> WHAT TO WORK ON
Write out the passage about visiting a mother with dementia between "It is a clear, crisp" and "but the child.", inclusive.

BEGIN EXTRACT TO READ

“Mom, it’s Peggy.”
“Hello, Peggy, it’s good to see you.” My frail, 90-year-old mother does not rise from her position on the couch. She looks at me with clear blue eyes and smiles. She is weak, and rising from a sitting position is an ordeal, so she remains in place, sitting on a special pad to protect her thin body from the pressure of sitting. I kiss her on the cheek, so soft and papery.
She would not like to know what she looks like now, with missing teeth, scraggly hair and wearing a diaper. Her appearance had been so important. Because she couldn’t afford the clothes she loved, she learned to sew at a young age, and tailored beautiful outfits. Now she wears comfortable soft pants and tops that we have picked out for her. We buy colorful fleece jackets; she always loved color and knew exactly which ones she could wear to best advantage. Now she is not aware of what she is wearing, and her colors are mainly for us, her kids, and the people who care for her in the facility for people with advanced dementia. She is a favorite of the staff, so sweet and sharing, careful of the feelings of others.
It is a clear, crisp day in early September, a day typical for Minnesota: low humidity, brilliant blue sky. I talk about the loveliness of the day and encourage her to sit outside with me. She agrees, as she does to any of my suggestions. She is a different kind of mother to me now: no longer the boss, but the child.

END EXTRACT TO READ
BEGIN ENTRIES SHOWN

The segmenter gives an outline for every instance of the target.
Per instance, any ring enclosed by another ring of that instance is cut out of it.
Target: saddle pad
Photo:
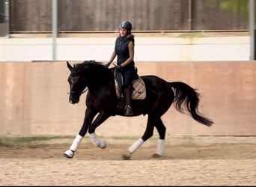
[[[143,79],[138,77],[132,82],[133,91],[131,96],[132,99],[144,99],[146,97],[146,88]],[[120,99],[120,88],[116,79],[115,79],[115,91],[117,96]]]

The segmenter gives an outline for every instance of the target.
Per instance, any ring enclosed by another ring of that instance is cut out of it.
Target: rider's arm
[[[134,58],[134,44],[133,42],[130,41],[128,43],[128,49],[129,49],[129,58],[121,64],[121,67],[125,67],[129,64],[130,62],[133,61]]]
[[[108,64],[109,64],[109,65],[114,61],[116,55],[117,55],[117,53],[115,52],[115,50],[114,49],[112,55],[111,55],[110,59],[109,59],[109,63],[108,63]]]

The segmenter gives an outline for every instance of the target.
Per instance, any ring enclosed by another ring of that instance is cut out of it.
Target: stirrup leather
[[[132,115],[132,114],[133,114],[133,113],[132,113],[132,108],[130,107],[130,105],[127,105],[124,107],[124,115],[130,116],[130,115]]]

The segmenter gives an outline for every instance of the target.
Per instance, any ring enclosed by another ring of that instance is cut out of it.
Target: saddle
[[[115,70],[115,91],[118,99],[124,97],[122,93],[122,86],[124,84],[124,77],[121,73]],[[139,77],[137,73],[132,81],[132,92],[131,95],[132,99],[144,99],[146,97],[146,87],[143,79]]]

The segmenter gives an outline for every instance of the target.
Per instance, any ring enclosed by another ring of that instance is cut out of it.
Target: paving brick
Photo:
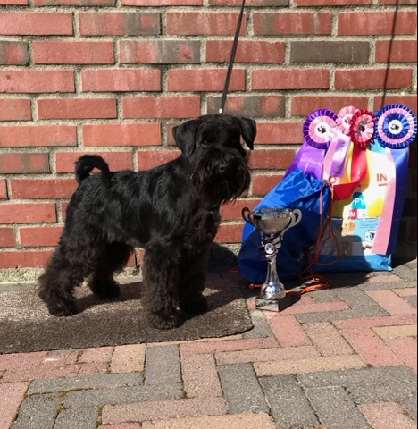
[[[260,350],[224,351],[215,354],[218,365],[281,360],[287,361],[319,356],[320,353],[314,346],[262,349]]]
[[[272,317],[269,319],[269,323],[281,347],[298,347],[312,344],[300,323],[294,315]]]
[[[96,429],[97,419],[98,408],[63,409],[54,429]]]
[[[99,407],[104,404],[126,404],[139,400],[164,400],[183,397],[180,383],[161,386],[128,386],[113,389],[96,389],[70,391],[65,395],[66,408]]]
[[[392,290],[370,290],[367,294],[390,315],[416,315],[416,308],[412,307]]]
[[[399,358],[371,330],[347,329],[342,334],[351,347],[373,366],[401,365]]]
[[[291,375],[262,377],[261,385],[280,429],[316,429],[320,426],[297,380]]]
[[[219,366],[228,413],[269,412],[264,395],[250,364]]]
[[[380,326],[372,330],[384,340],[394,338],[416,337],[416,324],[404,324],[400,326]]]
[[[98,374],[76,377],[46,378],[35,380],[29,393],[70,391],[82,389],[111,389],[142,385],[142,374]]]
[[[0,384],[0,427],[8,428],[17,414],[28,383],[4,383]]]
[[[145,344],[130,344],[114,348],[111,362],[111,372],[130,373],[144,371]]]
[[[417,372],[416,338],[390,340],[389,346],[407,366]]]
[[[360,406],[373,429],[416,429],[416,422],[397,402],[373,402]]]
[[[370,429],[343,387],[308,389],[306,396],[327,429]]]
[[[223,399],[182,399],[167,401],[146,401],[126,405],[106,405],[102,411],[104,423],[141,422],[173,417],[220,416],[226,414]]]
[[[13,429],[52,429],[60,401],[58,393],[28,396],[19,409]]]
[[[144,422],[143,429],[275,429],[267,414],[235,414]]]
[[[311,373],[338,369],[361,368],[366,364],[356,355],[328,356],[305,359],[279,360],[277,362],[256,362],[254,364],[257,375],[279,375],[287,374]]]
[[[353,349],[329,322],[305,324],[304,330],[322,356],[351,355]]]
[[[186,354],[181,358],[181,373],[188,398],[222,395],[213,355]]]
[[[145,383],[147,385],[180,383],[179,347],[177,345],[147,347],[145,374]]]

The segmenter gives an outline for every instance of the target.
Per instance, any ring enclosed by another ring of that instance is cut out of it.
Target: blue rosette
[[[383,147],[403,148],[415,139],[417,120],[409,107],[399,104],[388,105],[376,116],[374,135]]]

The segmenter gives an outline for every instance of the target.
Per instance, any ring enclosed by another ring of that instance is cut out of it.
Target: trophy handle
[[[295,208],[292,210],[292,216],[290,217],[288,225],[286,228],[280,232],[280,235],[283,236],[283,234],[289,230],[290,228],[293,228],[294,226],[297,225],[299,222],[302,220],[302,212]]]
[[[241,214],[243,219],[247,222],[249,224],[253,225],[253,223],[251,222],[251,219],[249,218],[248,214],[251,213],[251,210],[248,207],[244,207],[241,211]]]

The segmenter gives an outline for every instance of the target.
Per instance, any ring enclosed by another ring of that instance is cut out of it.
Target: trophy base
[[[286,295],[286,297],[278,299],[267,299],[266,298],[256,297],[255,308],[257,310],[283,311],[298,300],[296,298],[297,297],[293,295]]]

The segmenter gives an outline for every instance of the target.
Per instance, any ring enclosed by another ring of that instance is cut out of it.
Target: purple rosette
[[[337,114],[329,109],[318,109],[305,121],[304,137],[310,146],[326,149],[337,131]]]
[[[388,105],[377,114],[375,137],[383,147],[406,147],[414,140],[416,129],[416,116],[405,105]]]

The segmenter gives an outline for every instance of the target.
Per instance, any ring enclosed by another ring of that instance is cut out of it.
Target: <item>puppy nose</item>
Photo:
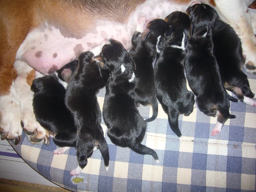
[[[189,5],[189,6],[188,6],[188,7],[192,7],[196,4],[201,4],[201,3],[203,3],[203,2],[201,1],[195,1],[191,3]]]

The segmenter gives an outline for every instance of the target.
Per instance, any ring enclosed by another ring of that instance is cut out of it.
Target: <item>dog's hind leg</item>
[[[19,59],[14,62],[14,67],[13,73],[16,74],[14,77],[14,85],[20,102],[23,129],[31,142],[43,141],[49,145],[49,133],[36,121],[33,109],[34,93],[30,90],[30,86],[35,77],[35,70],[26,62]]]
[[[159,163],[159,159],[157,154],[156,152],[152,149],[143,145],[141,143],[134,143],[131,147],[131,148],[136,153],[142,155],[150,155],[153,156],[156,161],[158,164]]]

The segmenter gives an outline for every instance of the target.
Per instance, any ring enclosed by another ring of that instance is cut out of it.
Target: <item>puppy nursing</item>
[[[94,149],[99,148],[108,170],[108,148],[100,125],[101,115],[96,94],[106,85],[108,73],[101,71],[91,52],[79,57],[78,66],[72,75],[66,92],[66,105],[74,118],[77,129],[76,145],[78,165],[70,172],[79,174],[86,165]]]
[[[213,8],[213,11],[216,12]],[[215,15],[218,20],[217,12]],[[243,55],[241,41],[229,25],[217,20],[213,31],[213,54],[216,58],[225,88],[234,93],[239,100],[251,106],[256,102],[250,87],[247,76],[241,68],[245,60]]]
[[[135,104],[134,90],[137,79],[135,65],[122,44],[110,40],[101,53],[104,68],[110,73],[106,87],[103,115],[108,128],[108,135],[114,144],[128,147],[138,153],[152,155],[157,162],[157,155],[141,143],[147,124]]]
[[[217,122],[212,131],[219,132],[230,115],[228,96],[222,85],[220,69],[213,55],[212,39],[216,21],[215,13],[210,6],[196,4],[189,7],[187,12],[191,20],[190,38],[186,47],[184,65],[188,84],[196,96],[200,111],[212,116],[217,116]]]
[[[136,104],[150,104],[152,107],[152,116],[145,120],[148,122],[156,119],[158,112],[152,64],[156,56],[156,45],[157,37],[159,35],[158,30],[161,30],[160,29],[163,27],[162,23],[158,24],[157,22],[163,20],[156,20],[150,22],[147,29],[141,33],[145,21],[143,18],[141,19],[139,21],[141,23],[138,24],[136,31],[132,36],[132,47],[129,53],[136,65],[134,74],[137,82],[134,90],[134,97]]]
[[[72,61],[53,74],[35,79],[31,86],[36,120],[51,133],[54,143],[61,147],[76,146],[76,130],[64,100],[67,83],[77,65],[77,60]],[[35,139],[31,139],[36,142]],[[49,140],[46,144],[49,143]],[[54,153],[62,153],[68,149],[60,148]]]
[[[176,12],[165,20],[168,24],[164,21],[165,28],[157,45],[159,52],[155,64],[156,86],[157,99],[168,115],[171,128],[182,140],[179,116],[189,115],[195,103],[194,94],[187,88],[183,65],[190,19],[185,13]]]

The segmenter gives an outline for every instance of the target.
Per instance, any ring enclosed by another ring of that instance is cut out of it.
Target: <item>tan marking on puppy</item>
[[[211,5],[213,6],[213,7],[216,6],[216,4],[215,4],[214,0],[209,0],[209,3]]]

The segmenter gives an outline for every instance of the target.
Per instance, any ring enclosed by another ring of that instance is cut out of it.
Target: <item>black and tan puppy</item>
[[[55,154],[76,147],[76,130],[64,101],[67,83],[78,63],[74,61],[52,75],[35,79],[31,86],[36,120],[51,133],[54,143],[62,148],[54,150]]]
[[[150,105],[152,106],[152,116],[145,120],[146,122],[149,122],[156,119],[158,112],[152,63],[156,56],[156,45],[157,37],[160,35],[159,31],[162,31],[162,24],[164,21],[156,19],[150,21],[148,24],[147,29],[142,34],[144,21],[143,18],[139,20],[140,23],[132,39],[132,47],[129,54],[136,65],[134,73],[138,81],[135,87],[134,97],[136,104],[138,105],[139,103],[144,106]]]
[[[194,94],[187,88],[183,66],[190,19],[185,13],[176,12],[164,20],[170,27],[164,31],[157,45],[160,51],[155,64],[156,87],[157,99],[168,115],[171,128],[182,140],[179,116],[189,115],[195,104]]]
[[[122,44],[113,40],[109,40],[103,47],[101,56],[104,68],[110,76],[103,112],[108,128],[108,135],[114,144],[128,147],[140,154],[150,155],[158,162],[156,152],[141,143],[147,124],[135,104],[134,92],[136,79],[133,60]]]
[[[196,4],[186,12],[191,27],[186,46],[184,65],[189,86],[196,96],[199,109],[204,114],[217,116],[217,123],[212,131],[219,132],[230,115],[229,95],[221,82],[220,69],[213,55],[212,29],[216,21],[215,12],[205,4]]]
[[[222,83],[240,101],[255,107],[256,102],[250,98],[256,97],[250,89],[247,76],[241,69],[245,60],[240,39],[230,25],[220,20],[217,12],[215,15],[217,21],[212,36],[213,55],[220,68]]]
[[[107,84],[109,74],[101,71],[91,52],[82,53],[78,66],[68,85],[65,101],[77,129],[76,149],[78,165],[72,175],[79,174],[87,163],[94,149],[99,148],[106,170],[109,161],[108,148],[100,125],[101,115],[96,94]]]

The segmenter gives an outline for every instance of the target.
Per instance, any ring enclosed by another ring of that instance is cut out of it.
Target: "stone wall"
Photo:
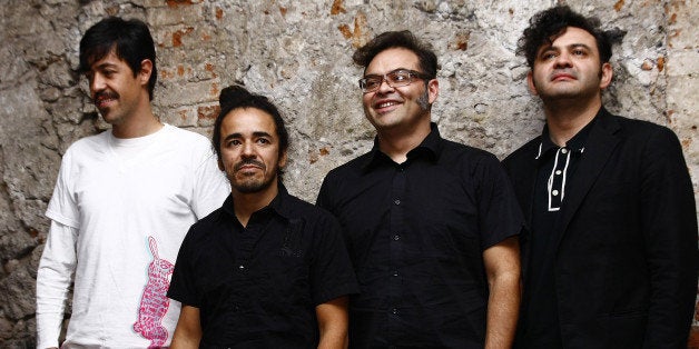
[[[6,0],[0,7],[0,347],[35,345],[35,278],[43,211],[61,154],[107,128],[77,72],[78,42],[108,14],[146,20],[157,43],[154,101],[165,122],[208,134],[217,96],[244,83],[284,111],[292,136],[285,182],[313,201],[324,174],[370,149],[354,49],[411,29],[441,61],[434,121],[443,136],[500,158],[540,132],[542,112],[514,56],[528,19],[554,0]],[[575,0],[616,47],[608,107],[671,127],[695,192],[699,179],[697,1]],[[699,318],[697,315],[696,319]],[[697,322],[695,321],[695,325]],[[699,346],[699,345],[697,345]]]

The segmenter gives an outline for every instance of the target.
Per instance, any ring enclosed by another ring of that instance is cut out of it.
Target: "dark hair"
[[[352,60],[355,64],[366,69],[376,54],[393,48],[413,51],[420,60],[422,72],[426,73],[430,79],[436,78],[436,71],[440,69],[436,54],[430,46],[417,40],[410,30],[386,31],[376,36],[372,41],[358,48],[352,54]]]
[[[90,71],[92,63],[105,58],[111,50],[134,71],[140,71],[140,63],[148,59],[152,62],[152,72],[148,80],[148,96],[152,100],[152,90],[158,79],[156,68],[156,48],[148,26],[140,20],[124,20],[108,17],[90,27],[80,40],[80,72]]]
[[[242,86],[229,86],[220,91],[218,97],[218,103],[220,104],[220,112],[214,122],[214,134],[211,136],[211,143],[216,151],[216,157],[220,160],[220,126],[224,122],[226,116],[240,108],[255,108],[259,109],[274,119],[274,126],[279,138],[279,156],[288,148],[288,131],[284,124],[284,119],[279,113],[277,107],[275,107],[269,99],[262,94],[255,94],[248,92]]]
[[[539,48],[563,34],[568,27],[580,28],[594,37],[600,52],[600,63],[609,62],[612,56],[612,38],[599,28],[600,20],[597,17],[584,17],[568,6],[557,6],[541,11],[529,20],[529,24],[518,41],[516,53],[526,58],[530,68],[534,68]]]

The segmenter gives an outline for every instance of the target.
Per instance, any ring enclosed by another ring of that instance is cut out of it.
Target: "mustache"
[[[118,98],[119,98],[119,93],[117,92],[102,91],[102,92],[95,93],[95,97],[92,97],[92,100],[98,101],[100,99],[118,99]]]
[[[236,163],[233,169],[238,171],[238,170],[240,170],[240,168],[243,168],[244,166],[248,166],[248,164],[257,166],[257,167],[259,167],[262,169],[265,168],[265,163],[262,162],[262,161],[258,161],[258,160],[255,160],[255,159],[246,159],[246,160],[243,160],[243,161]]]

END ENTRIES SHOWN

> RESPONSE TO THIS EXERCISE
It is a clear, crisp day in early September, a day typical for Minnesota: low humidity, brilliant blue sky. I talk about the loveliness of the day and encourage her to sit outside with me. She agrees, as she does to any of my suggestions. She is a different kind of mother to me now: no longer the boss, but the child.